Search the data below for "archway"; list each line that holds it.

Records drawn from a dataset
━━━━━━━━━━━━━━━━━━━━━━━━━━━━━━
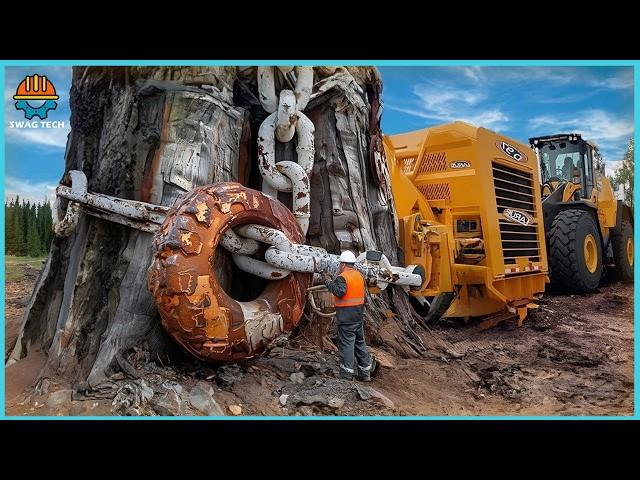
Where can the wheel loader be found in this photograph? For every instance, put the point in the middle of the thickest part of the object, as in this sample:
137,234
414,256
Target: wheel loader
588,231
470,220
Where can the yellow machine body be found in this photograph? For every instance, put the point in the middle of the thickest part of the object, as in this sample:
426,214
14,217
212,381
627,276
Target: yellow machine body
470,214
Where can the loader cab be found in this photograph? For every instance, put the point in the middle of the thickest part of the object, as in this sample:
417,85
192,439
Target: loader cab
566,158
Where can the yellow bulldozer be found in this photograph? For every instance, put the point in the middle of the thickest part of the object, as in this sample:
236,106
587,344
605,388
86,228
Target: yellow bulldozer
471,219
588,231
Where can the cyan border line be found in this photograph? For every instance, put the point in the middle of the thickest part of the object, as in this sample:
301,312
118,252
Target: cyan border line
381,63
2,272
320,62
636,269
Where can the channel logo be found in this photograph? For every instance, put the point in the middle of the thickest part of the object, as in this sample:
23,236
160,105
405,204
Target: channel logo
36,96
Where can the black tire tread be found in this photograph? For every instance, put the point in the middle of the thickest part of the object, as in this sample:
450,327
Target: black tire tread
619,244
562,251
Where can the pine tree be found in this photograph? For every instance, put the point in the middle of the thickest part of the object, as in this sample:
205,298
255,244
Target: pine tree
9,235
34,248
19,229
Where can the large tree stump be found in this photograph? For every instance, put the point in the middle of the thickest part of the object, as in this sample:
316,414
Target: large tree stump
154,133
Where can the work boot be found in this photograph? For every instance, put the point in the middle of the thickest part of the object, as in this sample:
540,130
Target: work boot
345,374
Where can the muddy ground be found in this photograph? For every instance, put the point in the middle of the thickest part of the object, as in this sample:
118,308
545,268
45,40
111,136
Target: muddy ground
573,356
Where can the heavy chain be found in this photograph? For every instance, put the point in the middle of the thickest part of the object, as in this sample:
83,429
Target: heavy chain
283,256
285,121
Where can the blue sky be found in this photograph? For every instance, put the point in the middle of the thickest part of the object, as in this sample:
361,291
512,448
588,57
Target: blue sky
520,102
517,101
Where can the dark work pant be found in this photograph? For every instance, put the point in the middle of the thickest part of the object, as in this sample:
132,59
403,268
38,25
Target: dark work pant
351,343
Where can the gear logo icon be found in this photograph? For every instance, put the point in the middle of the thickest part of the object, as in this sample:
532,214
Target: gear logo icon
35,96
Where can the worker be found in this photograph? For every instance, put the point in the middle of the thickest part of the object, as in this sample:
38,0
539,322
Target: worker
567,169
348,290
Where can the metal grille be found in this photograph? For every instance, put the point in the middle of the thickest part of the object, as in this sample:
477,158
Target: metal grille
433,162
436,191
514,189
407,164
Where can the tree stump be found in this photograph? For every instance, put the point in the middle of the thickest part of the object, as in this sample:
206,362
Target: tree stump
154,133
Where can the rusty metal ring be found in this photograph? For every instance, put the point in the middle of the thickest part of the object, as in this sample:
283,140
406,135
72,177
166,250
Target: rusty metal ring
194,308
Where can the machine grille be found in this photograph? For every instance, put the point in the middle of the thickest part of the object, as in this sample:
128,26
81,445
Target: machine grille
407,164
436,191
514,189
433,162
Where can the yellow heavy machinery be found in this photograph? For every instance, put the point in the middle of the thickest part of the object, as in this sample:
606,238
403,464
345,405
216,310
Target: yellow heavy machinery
587,229
470,216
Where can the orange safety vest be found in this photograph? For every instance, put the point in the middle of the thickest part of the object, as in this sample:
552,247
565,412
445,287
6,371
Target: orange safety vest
355,289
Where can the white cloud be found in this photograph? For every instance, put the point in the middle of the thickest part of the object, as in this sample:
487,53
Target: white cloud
445,104
33,192
475,73
620,82
50,137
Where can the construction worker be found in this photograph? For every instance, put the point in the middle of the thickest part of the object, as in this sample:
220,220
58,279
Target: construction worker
348,290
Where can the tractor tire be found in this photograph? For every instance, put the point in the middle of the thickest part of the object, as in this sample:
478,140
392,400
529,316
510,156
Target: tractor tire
575,251
439,305
622,243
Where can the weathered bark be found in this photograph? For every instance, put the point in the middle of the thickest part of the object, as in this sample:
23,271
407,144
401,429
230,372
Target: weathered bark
152,134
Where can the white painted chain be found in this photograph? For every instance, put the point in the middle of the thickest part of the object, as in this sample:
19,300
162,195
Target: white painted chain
285,120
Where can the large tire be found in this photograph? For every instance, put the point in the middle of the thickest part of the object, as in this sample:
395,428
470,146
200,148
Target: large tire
438,306
194,308
570,265
622,243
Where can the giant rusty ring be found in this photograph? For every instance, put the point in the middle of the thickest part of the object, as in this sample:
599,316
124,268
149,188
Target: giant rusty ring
194,308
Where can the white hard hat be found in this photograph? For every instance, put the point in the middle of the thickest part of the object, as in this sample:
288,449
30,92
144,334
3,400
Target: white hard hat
347,257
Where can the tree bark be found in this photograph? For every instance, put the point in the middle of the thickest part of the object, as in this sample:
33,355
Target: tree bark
154,133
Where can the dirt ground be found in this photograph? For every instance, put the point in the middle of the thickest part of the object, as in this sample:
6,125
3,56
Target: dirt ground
573,356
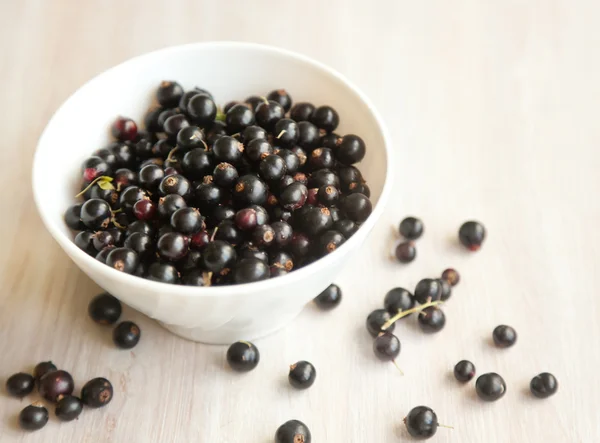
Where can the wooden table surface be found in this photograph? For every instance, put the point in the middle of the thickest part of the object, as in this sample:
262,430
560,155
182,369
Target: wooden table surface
493,108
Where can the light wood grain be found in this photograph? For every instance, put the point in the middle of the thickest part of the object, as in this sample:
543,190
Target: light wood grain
493,107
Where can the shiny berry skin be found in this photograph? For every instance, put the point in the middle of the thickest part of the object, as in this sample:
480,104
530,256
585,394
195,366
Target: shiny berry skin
471,234
163,272
504,336
308,135
411,228
73,218
328,195
268,114
105,309
252,133
405,251
187,221
445,288
490,387
421,422
428,290
218,255
197,163
293,196
144,210
257,149
464,371
386,346
126,335
329,298
451,276
282,97
102,239
33,417
272,168
42,369
228,149
243,356
84,241
20,384
238,118
54,384
172,246
325,117
202,109
315,220
249,270
302,111
68,407
225,175
328,242
169,93
376,320
250,190
302,375
293,431
286,131
292,162
168,204
190,137
398,300
432,319
543,385
97,392
263,235
95,214
123,259
124,129
350,150
174,184
129,197
357,207
94,167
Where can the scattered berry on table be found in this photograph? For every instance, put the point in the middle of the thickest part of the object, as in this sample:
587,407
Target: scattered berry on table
329,298
20,384
68,407
451,276
243,356
504,336
56,383
464,370
471,234
97,392
105,309
302,375
490,386
33,417
543,385
376,320
126,335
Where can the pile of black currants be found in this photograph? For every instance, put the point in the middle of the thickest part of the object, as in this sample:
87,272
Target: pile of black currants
203,197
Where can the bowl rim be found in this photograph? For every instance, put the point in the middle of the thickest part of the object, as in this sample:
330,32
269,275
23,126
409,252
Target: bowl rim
198,291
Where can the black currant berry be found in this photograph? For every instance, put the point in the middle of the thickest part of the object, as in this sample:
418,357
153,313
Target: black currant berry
464,371
105,309
471,235
504,336
126,335
302,375
490,387
97,392
543,385
243,356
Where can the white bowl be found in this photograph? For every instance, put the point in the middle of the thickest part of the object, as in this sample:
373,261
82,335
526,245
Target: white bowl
231,71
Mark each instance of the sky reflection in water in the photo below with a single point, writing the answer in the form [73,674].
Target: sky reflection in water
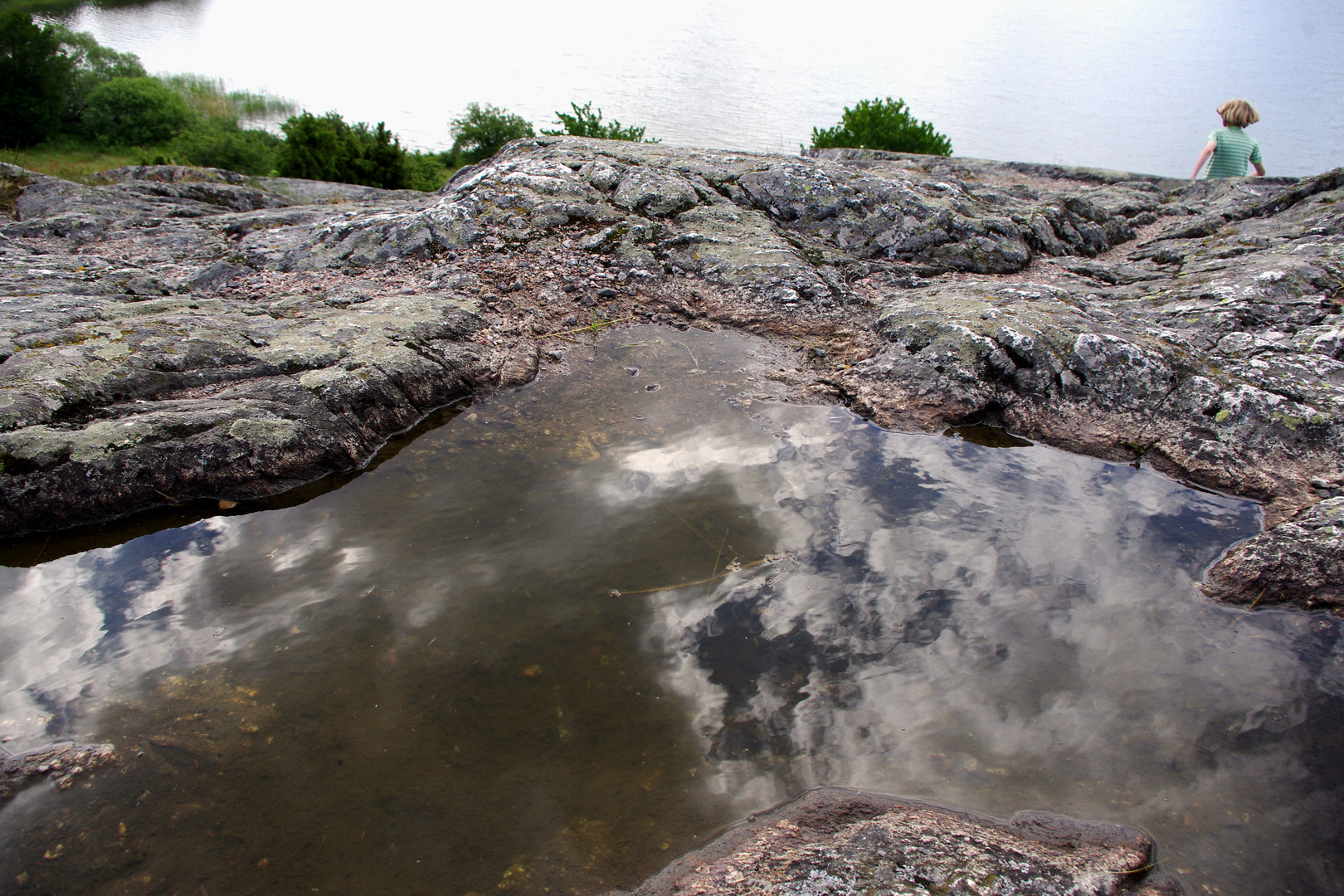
[426,672]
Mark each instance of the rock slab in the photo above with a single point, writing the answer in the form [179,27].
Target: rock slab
[841,843]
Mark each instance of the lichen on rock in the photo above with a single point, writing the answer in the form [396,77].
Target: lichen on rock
[1188,325]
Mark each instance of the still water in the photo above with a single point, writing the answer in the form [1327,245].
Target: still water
[572,631]
[1118,84]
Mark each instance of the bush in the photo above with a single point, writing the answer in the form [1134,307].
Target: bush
[483,130]
[426,171]
[327,148]
[882,124]
[223,144]
[34,80]
[93,65]
[583,123]
[134,112]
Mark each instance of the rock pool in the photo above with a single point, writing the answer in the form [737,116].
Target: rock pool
[569,633]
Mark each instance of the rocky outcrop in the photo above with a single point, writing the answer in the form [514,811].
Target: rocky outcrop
[1298,562]
[173,334]
[841,841]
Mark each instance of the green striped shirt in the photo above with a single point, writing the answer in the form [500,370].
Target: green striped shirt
[1234,151]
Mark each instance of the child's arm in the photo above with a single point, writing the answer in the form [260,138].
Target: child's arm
[1203,158]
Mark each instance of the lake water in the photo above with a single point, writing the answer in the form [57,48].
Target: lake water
[1118,84]
[572,631]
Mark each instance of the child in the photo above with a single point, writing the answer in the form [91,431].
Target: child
[1230,147]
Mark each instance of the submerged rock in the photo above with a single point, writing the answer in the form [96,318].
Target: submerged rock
[836,843]
[1296,562]
[62,763]
[169,334]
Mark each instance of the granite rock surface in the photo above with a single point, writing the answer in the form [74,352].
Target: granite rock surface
[841,843]
[169,334]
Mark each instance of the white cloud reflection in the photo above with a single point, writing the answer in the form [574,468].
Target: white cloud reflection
[995,629]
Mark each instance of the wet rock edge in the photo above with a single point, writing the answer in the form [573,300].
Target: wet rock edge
[834,840]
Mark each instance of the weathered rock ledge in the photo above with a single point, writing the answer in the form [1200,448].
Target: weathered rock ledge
[178,334]
[836,843]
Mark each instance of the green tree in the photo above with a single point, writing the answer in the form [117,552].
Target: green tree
[223,144]
[91,65]
[585,123]
[882,124]
[483,130]
[134,112]
[34,80]
[329,148]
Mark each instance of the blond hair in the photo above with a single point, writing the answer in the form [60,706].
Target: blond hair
[1238,113]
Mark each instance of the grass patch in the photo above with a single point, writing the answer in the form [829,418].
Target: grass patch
[71,162]
[208,99]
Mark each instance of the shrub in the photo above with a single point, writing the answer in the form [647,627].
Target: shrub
[327,148]
[134,112]
[34,80]
[426,171]
[585,123]
[93,65]
[882,124]
[223,144]
[481,130]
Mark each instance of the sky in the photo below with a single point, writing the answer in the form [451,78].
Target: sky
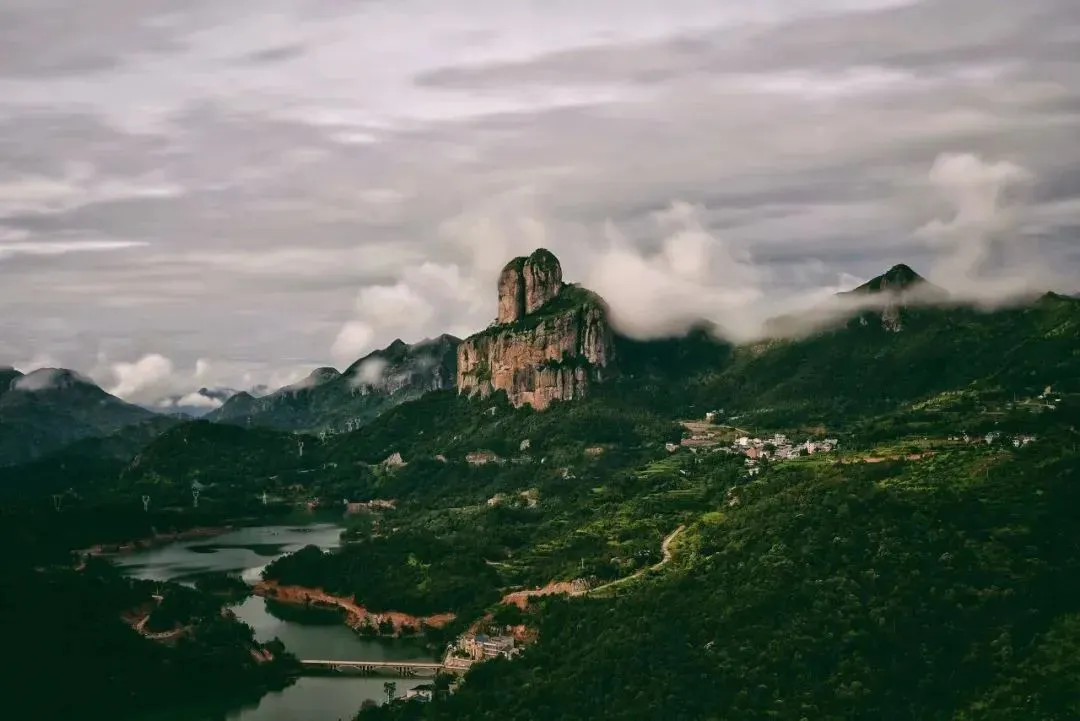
[233,192]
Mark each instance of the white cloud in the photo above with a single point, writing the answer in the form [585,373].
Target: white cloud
[79,186]
[197,399]
[145,379]
[286,158]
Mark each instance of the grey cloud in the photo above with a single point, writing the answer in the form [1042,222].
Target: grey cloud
[277,54]
[302,227]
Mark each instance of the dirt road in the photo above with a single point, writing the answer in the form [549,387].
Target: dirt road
[665,551]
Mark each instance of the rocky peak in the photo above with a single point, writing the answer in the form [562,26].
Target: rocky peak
[896,280]
[527,284]
[551,340]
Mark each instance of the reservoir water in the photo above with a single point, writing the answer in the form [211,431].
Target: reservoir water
[246,552]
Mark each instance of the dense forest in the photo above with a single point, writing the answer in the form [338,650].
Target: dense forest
[71,651]
[936,588]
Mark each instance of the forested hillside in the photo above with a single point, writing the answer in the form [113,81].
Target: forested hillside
[936,588]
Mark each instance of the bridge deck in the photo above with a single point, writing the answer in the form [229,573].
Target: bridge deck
[373,664]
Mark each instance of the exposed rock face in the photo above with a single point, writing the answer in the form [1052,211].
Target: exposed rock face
[551,340]
[543,280]
[512,291]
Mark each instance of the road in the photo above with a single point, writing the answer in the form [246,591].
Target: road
[665,551]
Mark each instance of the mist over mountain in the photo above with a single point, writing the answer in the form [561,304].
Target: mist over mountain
[334,402]
[49,408]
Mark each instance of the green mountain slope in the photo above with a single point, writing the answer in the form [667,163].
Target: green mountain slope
[50,408]
[944,588]
[88,465]
[329,400]
[864,366]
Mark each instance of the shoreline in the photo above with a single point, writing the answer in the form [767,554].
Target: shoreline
[355,614]
[153,541]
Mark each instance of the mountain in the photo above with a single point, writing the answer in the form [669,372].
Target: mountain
[331,400]
[550,340]
[886,345]
[8,376]
[50,408]
[196,404]
[91,464]
[893,293]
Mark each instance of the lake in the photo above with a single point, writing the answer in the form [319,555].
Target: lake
[245,552]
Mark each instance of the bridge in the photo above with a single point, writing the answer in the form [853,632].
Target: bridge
[405,668]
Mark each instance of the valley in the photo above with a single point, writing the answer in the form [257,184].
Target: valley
[863,522]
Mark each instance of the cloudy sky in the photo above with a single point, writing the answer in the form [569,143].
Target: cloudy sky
[235,191]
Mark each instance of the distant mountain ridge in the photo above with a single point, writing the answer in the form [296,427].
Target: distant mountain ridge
[334,402]
[49,408]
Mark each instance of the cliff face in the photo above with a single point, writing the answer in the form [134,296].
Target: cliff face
[550,341]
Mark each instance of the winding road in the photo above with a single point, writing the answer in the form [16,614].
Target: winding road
[665,551]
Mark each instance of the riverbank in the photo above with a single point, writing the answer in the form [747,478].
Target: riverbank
[154,541]
[356,616]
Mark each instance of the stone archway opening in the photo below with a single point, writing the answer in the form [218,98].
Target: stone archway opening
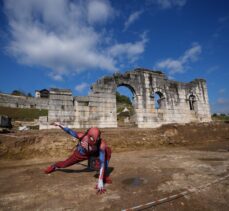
━━━━━━━━━━━━━━━━━━━━━━━━━━━━━━
_WRITTEN ANSWER_
Mark each instance of the stone archway opening in the photo below with a single point, writing the answer in the form [218,98].
Target: stone archway opening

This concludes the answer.